[What you will do]:
• 1. In the report on the institute's opening in Berlin, how long does the symposium that accompanies the launch last?
• 2. Name all the fields that, according to the report on the institute's opening in Berlin, have yet to speak to one another more effectively and more frequently.

┌─ Passage shown

Berlin.
I’m in Berlin for the opening of the new (Google-sponsored) Institute for Internet and Society, a very exciting new research initiative which was launched today. The launch itself is accompanied by the three-day Berlin Symposium, which will map out some of the research agenda of the Institute, and the Symposium opens with a few statements of intent by the founding directors.
Jeanette Hofmann begins by highlighting her research interests – including issues of privacy, and broader online regulation (including co-regulation with users and operators, beyond state regulation itself – what Jeanette calls ‘online ordering’). Other key areas include intellectual property, of course, and collaborative online content creation. There’s also a need for further interdisciplinary education of participating online actors: content, technical, and legal fields have yet to speak to one another more effectively and more frequently.
Ingolf Pernice adds further questions about the role of online rules and norms, generated through non-legislative means, and about how these rules may at some point be adapted and adopted by legislators, for example through domestic laws or international treaties. Such adoption is uneven, however, creating islands of legislation (or the lack thereof) on the global Internet – which is a major problem. What may be necessary here are constitutional systems which transcend national borders. (The current scandal around the German state intelligence services’ trojan horse virus – which has been uncovered, but how many others are out there? – is also raised here.)

└─
┌─ Data provided

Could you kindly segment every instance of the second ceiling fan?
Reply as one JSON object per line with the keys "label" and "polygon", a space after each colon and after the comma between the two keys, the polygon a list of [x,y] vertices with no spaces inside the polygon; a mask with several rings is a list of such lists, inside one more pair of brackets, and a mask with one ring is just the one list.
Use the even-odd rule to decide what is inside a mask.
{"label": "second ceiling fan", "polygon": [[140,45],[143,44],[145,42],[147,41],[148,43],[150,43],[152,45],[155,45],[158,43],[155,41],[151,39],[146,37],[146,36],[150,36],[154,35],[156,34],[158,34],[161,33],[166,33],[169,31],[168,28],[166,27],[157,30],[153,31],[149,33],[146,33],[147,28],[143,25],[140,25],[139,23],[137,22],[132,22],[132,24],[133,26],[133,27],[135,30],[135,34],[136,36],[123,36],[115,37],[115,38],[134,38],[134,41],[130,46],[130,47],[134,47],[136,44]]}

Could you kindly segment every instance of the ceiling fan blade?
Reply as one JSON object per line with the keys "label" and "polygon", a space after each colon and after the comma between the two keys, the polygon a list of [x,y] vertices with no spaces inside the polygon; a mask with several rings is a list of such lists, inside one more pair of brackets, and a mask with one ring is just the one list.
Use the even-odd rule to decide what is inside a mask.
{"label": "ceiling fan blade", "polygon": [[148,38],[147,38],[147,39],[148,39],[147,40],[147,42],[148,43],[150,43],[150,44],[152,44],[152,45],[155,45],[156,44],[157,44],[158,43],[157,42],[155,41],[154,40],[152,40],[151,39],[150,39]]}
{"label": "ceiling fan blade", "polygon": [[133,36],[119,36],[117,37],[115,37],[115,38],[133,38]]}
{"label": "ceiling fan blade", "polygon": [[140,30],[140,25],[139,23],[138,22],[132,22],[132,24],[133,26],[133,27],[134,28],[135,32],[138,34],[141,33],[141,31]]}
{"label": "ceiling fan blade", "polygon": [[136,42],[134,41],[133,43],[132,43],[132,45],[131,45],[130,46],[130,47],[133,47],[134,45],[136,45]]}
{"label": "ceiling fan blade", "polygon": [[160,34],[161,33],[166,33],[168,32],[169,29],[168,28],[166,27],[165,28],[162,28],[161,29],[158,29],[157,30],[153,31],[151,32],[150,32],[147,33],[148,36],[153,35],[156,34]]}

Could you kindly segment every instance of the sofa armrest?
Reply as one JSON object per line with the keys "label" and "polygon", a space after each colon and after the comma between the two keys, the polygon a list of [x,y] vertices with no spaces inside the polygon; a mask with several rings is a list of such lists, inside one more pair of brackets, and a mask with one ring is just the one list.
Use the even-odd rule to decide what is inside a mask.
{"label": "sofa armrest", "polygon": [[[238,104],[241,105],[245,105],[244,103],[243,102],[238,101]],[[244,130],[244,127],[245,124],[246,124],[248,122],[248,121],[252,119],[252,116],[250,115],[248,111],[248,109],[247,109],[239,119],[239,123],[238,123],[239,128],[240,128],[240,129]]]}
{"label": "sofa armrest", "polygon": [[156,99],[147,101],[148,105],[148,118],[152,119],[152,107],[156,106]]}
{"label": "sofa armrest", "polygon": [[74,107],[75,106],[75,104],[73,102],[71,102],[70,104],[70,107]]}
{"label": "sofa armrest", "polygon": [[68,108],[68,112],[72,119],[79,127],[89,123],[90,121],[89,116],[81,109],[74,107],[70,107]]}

└─

[Written answers]:
• 1. Three days.

• 2. Content, technical, and legal.